> [LISTED ENTRIES]
_ _ _ _
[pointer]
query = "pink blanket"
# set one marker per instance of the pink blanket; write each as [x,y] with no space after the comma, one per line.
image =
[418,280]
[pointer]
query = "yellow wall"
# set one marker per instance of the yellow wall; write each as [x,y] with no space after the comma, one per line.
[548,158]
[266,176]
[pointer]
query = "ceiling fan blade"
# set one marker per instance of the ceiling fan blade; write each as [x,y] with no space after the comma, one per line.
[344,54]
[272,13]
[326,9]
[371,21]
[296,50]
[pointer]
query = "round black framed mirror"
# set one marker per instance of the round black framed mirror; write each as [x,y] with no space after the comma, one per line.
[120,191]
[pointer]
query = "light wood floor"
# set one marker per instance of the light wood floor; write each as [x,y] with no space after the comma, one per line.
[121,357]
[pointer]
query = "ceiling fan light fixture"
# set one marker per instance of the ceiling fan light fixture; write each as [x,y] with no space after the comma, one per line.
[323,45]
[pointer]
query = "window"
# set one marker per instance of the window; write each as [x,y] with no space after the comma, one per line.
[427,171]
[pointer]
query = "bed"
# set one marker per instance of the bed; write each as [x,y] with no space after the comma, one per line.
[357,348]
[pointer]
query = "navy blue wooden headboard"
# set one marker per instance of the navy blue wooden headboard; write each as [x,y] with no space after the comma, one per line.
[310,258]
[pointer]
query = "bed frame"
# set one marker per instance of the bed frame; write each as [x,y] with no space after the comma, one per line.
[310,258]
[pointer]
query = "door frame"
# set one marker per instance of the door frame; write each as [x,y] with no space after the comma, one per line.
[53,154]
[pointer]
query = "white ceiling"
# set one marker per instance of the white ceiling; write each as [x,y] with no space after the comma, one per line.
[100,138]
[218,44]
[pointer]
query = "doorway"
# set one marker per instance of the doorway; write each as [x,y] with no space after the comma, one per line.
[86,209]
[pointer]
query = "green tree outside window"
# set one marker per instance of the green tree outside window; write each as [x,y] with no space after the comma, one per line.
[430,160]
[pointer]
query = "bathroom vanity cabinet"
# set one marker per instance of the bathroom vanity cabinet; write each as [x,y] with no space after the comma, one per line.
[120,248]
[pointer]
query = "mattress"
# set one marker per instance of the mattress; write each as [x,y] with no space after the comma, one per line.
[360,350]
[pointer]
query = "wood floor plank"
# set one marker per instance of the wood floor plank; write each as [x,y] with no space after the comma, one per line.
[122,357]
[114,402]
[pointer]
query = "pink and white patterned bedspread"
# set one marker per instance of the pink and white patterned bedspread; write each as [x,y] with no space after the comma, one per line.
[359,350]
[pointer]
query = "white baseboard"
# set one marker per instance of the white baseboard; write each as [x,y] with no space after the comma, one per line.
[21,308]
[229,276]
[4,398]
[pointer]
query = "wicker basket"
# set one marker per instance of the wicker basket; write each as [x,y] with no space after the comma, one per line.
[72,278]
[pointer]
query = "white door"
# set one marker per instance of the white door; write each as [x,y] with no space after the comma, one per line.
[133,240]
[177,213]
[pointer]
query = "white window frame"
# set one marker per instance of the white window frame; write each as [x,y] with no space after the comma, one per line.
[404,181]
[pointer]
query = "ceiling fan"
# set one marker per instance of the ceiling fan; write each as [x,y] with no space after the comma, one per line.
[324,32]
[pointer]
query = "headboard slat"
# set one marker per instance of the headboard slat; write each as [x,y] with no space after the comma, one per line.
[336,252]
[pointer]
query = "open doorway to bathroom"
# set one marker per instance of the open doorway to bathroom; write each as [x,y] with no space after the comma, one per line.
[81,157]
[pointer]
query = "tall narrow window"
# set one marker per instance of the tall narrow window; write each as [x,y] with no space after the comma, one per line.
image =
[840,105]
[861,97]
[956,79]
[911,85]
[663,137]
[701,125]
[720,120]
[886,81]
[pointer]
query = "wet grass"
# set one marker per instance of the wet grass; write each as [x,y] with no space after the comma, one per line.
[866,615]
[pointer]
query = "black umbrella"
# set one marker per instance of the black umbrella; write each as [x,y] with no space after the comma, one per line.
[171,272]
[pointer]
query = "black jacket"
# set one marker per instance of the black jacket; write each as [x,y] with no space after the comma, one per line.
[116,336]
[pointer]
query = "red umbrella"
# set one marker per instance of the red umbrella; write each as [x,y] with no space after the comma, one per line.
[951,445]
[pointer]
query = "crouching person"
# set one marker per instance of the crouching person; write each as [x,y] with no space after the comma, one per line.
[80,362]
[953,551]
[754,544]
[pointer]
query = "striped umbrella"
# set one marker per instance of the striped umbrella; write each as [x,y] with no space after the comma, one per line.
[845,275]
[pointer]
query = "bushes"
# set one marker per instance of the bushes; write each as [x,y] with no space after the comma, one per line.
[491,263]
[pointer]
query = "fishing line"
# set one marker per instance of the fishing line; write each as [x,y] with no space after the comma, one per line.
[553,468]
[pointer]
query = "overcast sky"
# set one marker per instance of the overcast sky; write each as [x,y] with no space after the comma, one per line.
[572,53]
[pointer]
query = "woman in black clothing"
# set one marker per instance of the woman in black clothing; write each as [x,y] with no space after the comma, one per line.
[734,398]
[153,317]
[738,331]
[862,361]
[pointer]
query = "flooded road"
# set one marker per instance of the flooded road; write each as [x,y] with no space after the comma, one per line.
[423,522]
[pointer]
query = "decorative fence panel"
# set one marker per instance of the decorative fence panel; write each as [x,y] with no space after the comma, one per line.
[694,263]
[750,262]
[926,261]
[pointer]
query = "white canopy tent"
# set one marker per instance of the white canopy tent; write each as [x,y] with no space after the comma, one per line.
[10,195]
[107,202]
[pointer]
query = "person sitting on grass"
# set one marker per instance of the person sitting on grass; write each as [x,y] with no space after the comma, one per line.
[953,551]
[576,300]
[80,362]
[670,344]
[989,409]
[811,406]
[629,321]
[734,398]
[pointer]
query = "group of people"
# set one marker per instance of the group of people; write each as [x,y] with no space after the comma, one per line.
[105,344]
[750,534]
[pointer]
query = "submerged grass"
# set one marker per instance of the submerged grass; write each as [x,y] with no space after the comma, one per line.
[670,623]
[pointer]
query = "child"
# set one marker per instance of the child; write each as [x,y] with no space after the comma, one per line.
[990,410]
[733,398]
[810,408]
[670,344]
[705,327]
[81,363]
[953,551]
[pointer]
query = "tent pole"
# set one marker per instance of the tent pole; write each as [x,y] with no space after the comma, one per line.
_ _ _ _
> [WHAT TO WORK ON] Each entry must be reproduced verbatim.

> [WRITTEN SOLUTION]
[pointer]
query = "pink blanket"
# set one marker per instance of the pink blanket; write each as [x,y] with no space after the comma, one per line.
image =
[418,280]
[pointer]
query = "yellow wall"
# set one marker per instance of the yellow wall; write each as [x,y] with no space after the comma, one per line.
[548,158]
[266,176]
[pointer]
query = "ceiling fan blade"
# set one marker per instance of the ceiling fan blade; write each as [x,y] with no space after the comma, one per line.
[344,54]
[272,13]
[326,9]
[371,21]
[296,50]
[pointer]
query = "round black framed mirror"
# set one marker per instance of the round black framed mirror; write each as [x,y] with no space after the comma, one per line.
[120,191]
[pointer]
query = "light wood floor"
# set one marker per instance of the light wood floor; write each as [x,y] with no space after the comma, one per line.
[121,357]
[pointer]
query = "ceiling fan light fixture"
# set one marker per instance of the ceiling fan light fixture; write each as [x,y] with no space after the comma, one per line.
[323,45]
[pointer]
query = "window"
# set one marker per instance of the window; write each as [x,y] with no space after the comma, one per line.
[427,171]
[pointer]
query = "bed"
# set one marker per instance of the bed; write each as [x,y] with no space after the comma, one per line.
[357,348]
[pointer]
query = "navy blue wooden headboard"
# set one marker per instance of the navy blue wooden headboard; write each as [x,y] with no space after the comma, one per line.
[310,258]
[pointer]
query = "bed frame"
# set one marker per instance of the bed frame; write each as [x,y] with no space after the comma, one per line.
[310,258]
[pointer]
query = "door frame"
# set one marker per instance of the door frame; write each as [x,y] with no space after the comma, one per line.
[53,154]
[pointer]
query = "white ceiling"
# set one marker per instance of the white ceiling; write each as [x,y] with no space after the comma, one per line.
[100,138]
[218,44]
[pointer]
query = "doorway"
# set one marker per instance of the doorway; write each as [x,y] with no space after the comma, one per line.
[86,209]
[pointer]
query = "green tree outside window"
# set one marker per instance of the green tree outside window; write each as [x,y] with no space after the comma, one per line.
[430,160]
[pointer]
query = "bathroom vanity cabinet"
# set one marker per instance of the bathroom vanity cabinet; write each as [x,y] with no space after the comma, one per line.
[120,248]
[pointer]
query = "mattress"
# set one marker per instance of the mattress; write each as [x,y] with no space after the comma, one per line.
[360,350]
[pointer]
query = "wood floor plank"
# set one marker per instance of the wood floor plank; write each as [x,y] with no space after the comma, one per line.
[122,357]
[114,402]
[pointer]
query = "pink and white patterned bedspread"
# set one marker per instance of the pink and white patterned bedspread; write each as [x,y] with no space after the comma, one per line.
[359,350]
[pointer]
query = "white baseboard"
# set one marker per instance of the white baseboard; write each as [x,y] with no space after the comma, one per line.
[21,308]
[229,276]
[4,398]
[pointer]
query = "wicker basket"
# set one marker per instance of the wicker basket; write each as [x,y] with no space after the comma, one per line.
[72,278]
[pointer]
query = "white door"
# set one marker per instance of the white door; write each as [x,y] with no space after the comma, one per line.
[133,240]
[177,213]
[pointer]
query = "white window frame"
# set one marker per instance of the white window frame; write each as [x,y] with no space after the comma, one per line.
[404,181]
[pointer]
query = "ceiling fan"
# set one marker per instance of the ceiling fan; write each as [x,y] with no space after the comma, one per line.
[324,32]
[pointer]
query = "headboard slat"
# set one marker per instance of the headboard slat; write each as [x,y] with no space after the comma, one per line.
[336,252]
[pointer]
query = "open doorway to bathroom"
# set one marker per instance of the open doorway to bathroom; write each as [x,y] with no space after the comma, one per line.
[81,157]
[pointer]
query = "tall narrow window"
# set one marker per instance of the tall narrow window; write each as [x,y] with no space after the comma, one per line.
image =
[840,105]
[861,97]
[956,79]
[911,85]
[663,137]
[701,125]
[720,120]
[886,81]
[pointer]
query = "wet grass"
# set one marker per instance of the wet grass; write each as [x,y] with no space after the comma, one per line.
[866,615]
[pointer]
query = "black umbrella"
# set one marker per instance of the black umbrella; write each as [x,y] with no space after the comma, one per line.
[171,272]
[pointer]
query = "black jacket"
# set one marker per instance of the black jacket; write each as [x,y] with no space after the comma, one per line.
[116,336]
[pointer]
query = "red umbrella"
# set one marker per instance of the red umbrella; write each as [x,y] with no space after the comma, one per line.
[951,445]
[pointer]
query = "crouching person"
# set one marker per instance of the crouching person; write each as [x,y] with no space after the comma, one per line.
[80,362]
[953,551]
[754,544]
[pointer]
query = "striped umbrella"
# set one marker per instance of the striped umbrella; write each as [x,y] with no space after the comma, one per line.
[845,275]
[pointer]
query = "bushes"
# set one marker per instance of the bushes; write each as [x,y] with no space after the comma, one per line.
[491,263]
[pointer]
query = "fishing line"
# set one marker per instance of the fishing line; write each as [x,y] with no space after the comma, one per line.
[553,468]
[pointer]
query = "overcast sky"
# set one marker per instance of the overcast sky; write each as [x,y] with no space after the comma, one per line.
[572,53]
[pointer]
query = "woman in black clothing"
# set one marker per instance of the woman in black clothing; write each as [x,y] with no space after the comma, one per line.
[734,398]
[153,317]
[738,331]
[862,361]
[pointer]
query = "flooded road"
# set one marker per instance of the flooded road; write each as [x,y] with no space after the comma, one per line.
[423,522]
[pointer]
query = "decorative fence panel"
# set one marker per instance of the decorative fence panel; write each as [x,y] with no space after the comma, one per line.
[694,263]
[750,262]
[926,261]
[pointer]
query = "white canopy tent"
# set one marker per instance of the white canopy tent; write each as [x,y] with no space after the comma, one per line.
[10,195]
[107,202]
[pointer]
query = "person sitting on grass"
# set one marker per instance of the person sitting on grass; write each as [x,y] with no space after the comma, one per line.
[953,551]
[576,300]
[80,362]
[670,344]
[989,409]
[811,406]
[629,321]
[734,398]
[pointer]
query = "group of people"
# set one marker per instance of the group of people; write each as [x,y] with no space after the comma, one per line.
[105,344]
[750,534]
[pointer]
query = "submerged grass"
# set one marker per instance of the submerged grass; write each as [x,y] with no space after the comma, one per line.
[670,623]
[pointer]
query = "child"
# set one marker per instance of the child; write each as [x,y] with no space after the comma, one per line.
[990,410]
[733,398]
[810,408]
[670,344]
[705,327]
[81,363]
[953,551]
[pointer]
query = "tent pole"
# set one marker per instance of the tent pole; write each as [x,y] with no space after the comma, one per line.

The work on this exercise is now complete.